Text segment:
----

PROJECT SUMMARY
Chronic pain is still a clinical diagnosis based on location, symptom report, and clinical expertise. Despite recent
efforts to delineate specific and evidence-based criteria to diagnose different chronic pain conditions, substantial
heterogeneity persists among chronic pain patients often within the same clinical pain syndrome (e.g., low-back
pain). The lack of quantitative and reliable measures to diagnose chronic pain and the related heterogeneity
that ensues are major obstacles to medical care for patients and for research studies. Chronic pain patients are
often managed using a “trial and error” approach as targeted and precise treatment is not possible without
quantitative biomarkers, like glucose levels for diabetes. In addition, patient-related variability in analgesic
response is thought to be one of the main reasons why the current therapeutic interventions for chronic pain are
unsatisfactory, as 20% of US adults live in chronic pain and 8% of US adults are disabled from chronic pain.
Natural language processing analyzes semantic and emotional content, syntactic structure, and complexity of
speech; audio-visual processing analyzes voice acoustics and facial expressions. These tools have recently
been shown to be powerful quantitative and reliable biomarkers for discriminating between patients with
psychiatric conditions like schizophrenia and major depression, and in predicting long-term outcomes, like the
development of psychosis in high-risk groups. A parallel can be drawn between chronic pain and chronic mental
illness like major depressive disorder, as both conditions are diagnosed based on subjective report of symptoms,
diagnostic criteria, and clinical expertise. In addition, both conditions are closely associated with negative affect
which has been corroborated by preclinical research and brain imaging data showing a critical role of the limbic
brain in the pathophysiology of these conditions. Therefore, it stands to reason that natural language and audio-
visual processing may serve as biomarkers to phenotype different types of chronic pain patients and to measure
patients' responses to treatment.
This proposal will study the ability of language analysis and audio-visual processing tools in discriminating
between different types of patients with chronic pain (i.e., discriminant validity) in Aim1, and the ability of these
tools to predict analgesic response of chronic low-back pain (CLBP) patients receiving spinal cord stimulation
(SCS) (i.e., predictive validity) in Aim 2. In both aims patients will be video recorded during an interview where
they speak about their pain or mood (for major depressive disorder patients). Language, speech, and facial
expression features will be extracted from the recordings and used in multivariate machine learning models. In
Aim 1 natural language and audio-visual processing patterns will be compared between patients with 3
conditions: (1) musculoskeletal CLBP, (2) musculoskeletal CLBP with clinically significant negative affect, and
(3) moderate major depressive disorder. In Aim 2, natural language and audio-visual processing patterns will be
used to identify responders and non-responders to SCS.

----

Exercise directions: From the project summary above, list the patient conditions whose natural language and audio-visual processing patterns will be compared in Aim 1.

----

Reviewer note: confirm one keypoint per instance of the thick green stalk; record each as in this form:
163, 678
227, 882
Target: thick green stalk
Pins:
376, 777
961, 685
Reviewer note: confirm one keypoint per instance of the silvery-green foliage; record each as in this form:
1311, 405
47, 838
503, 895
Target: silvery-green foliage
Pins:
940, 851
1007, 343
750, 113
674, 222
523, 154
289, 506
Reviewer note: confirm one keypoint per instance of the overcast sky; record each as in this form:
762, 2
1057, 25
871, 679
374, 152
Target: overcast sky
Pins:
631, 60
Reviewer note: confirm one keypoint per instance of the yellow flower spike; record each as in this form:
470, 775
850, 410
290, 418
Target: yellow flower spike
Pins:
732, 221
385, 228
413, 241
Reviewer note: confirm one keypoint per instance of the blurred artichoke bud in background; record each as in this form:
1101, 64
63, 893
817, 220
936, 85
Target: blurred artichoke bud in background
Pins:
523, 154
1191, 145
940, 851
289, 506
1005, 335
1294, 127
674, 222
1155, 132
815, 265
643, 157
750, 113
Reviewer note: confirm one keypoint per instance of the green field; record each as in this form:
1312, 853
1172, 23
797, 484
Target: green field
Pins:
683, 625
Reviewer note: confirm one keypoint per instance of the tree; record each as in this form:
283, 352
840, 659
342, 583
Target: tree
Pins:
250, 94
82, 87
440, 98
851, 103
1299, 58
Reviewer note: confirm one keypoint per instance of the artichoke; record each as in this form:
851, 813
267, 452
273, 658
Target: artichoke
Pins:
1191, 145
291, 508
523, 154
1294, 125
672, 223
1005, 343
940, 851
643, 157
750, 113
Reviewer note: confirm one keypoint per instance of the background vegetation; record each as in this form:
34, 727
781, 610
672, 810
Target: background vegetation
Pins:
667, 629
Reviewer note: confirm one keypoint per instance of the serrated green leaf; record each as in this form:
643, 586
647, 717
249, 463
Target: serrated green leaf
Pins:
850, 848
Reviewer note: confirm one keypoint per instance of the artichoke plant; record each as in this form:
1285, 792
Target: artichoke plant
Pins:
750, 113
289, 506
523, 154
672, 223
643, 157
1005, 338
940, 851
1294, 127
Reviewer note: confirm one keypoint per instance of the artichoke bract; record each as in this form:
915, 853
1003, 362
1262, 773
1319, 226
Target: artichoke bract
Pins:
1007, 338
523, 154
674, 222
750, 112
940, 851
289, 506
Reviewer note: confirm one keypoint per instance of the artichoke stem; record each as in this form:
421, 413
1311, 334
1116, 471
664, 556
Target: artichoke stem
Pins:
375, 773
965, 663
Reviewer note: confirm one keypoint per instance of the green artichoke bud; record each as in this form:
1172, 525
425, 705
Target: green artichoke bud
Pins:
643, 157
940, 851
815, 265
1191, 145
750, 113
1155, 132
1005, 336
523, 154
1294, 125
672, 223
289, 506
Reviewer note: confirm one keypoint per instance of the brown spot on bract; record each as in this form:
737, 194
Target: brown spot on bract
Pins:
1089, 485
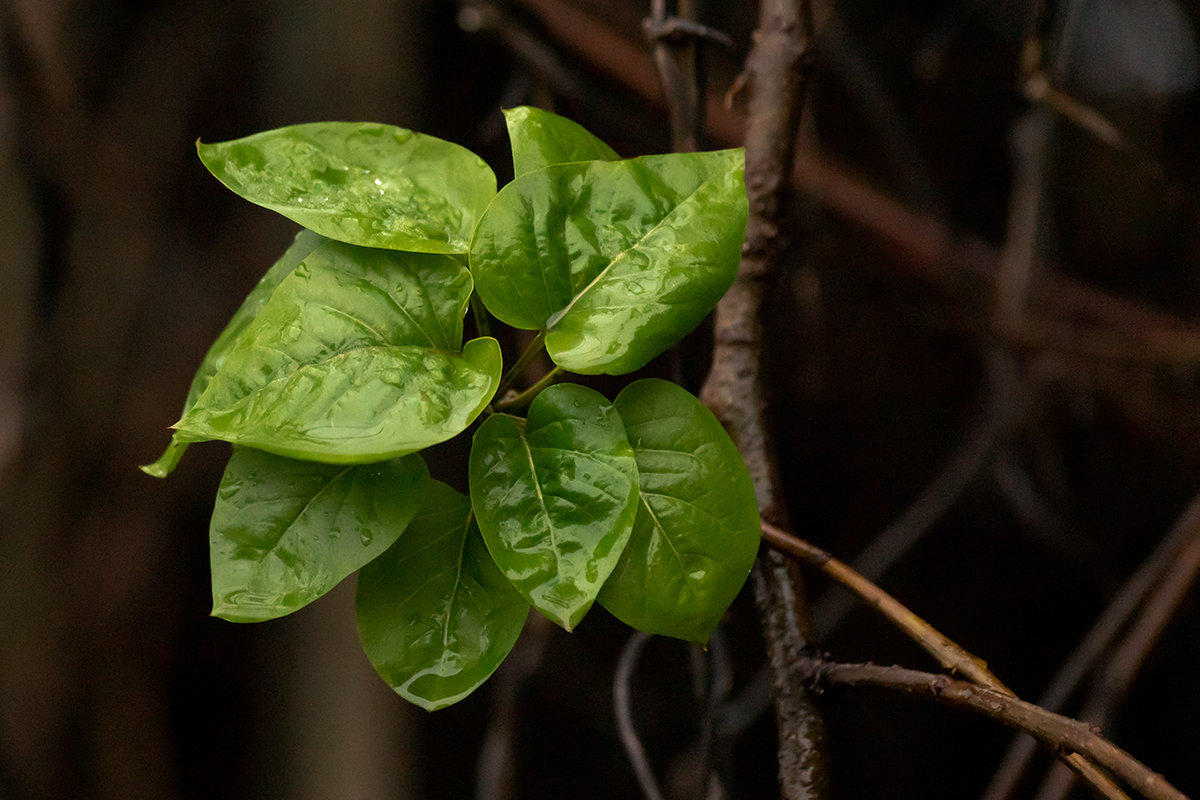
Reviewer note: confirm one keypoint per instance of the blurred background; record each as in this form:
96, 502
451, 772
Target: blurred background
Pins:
984, 359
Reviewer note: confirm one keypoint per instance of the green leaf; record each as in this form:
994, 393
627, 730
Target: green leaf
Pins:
696, 533
306, 241
363, 404
436, 615
540, 139
360, 182
613, 260
352, 360
556, 498
287, 531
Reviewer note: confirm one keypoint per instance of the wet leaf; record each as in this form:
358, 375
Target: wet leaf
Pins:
360, 182
540, 139
556, 498
696, 531
436, 615
306, 241
352, 360
613, 260
286, 531
359, 405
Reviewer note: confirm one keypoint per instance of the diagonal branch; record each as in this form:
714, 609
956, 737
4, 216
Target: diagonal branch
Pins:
947, 653
1056, 732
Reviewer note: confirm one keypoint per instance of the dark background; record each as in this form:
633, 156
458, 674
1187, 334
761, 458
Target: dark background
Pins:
120, 259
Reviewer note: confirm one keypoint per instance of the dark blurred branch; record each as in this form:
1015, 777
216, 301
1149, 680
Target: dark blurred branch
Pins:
777, 79
676, 58
1170, 581
1056, 732
496, 770
624, 713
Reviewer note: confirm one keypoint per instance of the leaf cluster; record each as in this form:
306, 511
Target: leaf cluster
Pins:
347, 360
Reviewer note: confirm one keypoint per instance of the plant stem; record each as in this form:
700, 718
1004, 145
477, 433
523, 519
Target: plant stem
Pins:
531, 353
483, 324
526, 397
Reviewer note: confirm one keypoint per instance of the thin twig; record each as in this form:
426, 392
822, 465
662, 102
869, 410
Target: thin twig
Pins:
1054, 731
527, 396
777, 80
676, 60
622, 707
898, 539
532, 352
947, 653
1107, 627
934, 642
1169, 591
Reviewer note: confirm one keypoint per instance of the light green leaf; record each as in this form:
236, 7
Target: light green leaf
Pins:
287, 531
556, 498
613, 260
363, 404
352, 360
306, 241
696, 533
360, 182
540, 139
436, 615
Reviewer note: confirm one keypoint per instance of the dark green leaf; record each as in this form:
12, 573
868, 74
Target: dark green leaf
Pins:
696, 533
306, 241
540, 139
360, 182
436, 615
287, 531
556, 498
352, 360
613, 260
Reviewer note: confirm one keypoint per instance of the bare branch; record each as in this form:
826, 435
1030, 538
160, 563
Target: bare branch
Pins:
1054, 731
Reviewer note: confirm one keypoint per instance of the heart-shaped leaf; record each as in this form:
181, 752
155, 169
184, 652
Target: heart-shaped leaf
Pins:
286, 531
306, 241
613, 260
696, 533
360, 182
436, 615
556, 498
540, 139
352, 360
360, 405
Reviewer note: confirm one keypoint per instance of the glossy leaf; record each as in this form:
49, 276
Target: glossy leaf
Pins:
363, 404
352, 360
556, 497
613, 260
436, 615
305, 242
540, 139
360, 182
286, 531
696, 533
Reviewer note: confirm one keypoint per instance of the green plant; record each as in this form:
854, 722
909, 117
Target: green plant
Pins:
348, 359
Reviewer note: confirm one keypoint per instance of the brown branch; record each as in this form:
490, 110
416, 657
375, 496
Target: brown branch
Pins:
947, 653
1054, 731
777, 82
1169, 590
1107, 627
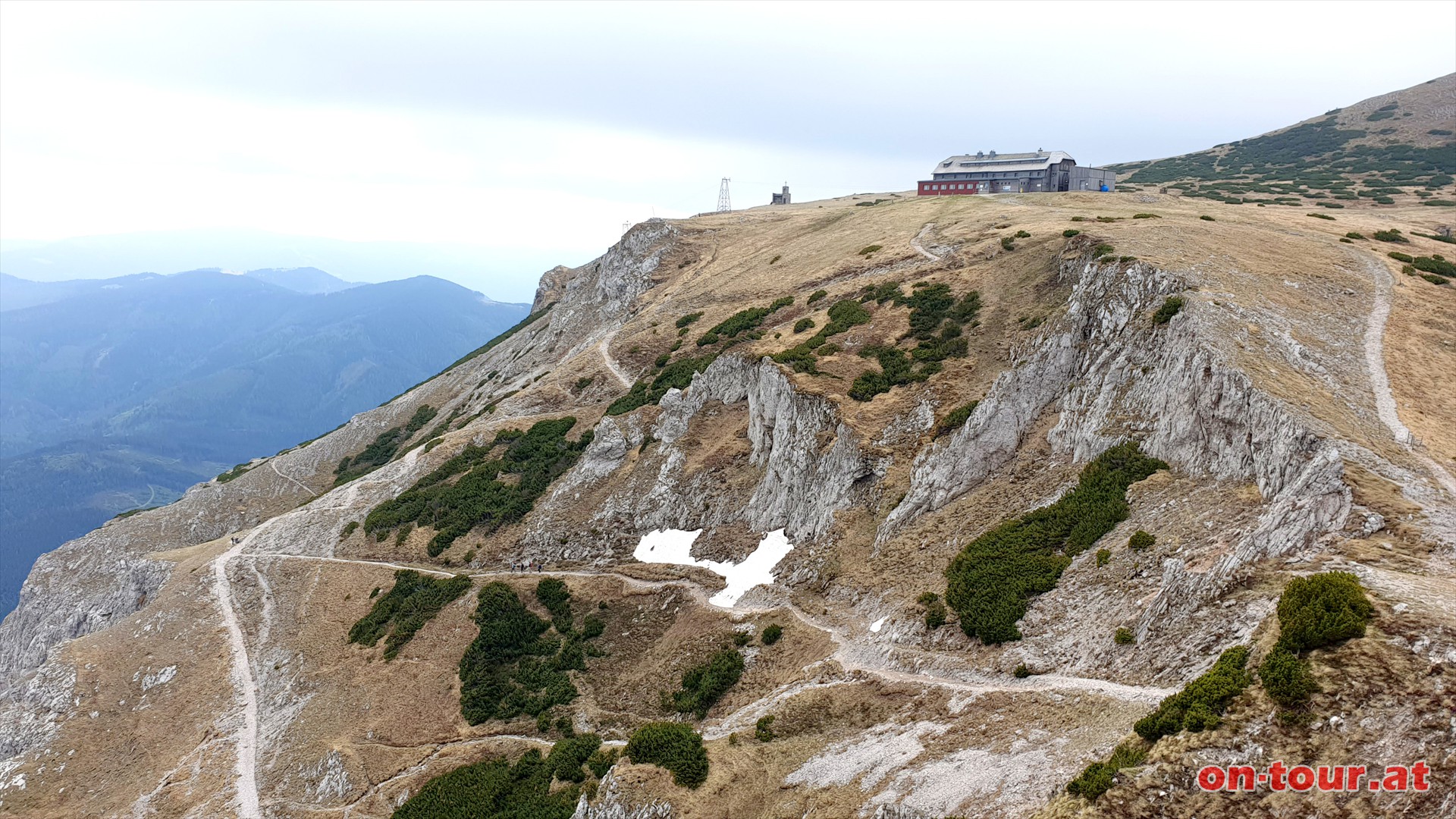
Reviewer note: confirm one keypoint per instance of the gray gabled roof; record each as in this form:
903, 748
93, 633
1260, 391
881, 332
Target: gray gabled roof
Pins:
1001, 162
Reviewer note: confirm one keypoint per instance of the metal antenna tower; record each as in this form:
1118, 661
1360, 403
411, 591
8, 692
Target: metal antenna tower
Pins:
723, 197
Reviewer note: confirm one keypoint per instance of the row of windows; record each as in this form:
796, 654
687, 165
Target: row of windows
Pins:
949, 187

----

Problem solution:
1. Musculoskeletal chronic low-back pain (CLBP)
2. Musculoskeletal CLBP with clinically significant negative affect
3. Moderate major depressive disorder